The hospitality and travel sectors have definitely been hit, but they had been in rude health before the pandemic. On the other hand, the retail industry has been in a structural decline due to the exponential growth of online trade. A coronavirus vaccine may not necessarily mean recovery for the world of retail.

And that’s the biggest question that most stock traders are posing right now — when will a vaccine appear, and how much normality will it manage to restore? It seems logical that stock trading, in general, will become slightly less confident even when the pandemic is resolved, simply due to the fact that we now know how a random global health crisis can completely unravel the world’s economy in mere weeks.

The world’s aggregate demand is woefully low right now, and the ability of governments to enact radical fiscal and monetary policies has been pretty much maxed out. That’s why consumer confidence will have a long and winding road back to pre-COVID-19 levels. And the value of the majority of the world’s stocks is bound to reflect such changes.

COVID-19 Disruptions

Considering all of the above, and regardless of the rate of global recovery in both economic and health terms — most experts actually agree that the landscape of worldwide trade will settle on a new normal. The investment strategies implemented by various traders will have to consider more than the pure bottom line — the reality of business has simply changed for good.

Many believe that certain consumer habits that have drastically changed during the pandemic won’t go back for good. Some are bound to carry over even when the crisis is over. The rise of e-commerce due to social distancing isn’t likely to go down once the pandemic is resolved; after all, it’s just the most efficient way to purchase something, both in terms of cost-effectiveness and effort. People simply needed a good enough reason to change their habits — and the pandemic has changed all of that.
========
> [WORK INSTRUCTION]
Please copy the passage on the pandemic and stock trading word for word, starting with "Considering all of" and going on through "changed for good.". The entries that come next have nothing to do with the text on COVID-19 and the stock market.

> [INFORMATION GIVEN]
========
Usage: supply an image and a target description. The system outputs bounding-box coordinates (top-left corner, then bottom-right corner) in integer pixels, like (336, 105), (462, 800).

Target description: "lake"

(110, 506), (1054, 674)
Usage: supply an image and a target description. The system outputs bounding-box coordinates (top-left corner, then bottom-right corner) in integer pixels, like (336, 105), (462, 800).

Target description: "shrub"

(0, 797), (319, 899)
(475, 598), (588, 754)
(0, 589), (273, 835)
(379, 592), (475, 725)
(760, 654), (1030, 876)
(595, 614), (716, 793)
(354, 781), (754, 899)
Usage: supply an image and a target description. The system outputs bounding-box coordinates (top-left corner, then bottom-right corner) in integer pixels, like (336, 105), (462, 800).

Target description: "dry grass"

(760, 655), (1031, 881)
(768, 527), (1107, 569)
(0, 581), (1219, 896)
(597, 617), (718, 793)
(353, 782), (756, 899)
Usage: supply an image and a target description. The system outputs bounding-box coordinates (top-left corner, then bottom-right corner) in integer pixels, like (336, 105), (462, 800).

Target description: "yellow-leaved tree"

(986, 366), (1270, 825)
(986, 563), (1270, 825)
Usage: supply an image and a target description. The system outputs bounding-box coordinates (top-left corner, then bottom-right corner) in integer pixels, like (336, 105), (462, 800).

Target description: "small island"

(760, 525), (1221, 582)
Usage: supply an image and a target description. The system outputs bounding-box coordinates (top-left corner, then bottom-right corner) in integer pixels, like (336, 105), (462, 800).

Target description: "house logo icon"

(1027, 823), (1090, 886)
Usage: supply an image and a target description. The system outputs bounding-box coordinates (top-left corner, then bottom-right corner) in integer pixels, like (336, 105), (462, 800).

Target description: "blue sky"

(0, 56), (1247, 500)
========
> [EXERCISE ANSWER]
Considering all of the above, and regardless of the rate of global recovery in both economic and health terms — most experts actually agree that the landscape of worldwide trade will settle on a new normal. The investment strategies implemented by various traders will have to consider more than the pure bottom line — the reality of business has simply changed for good.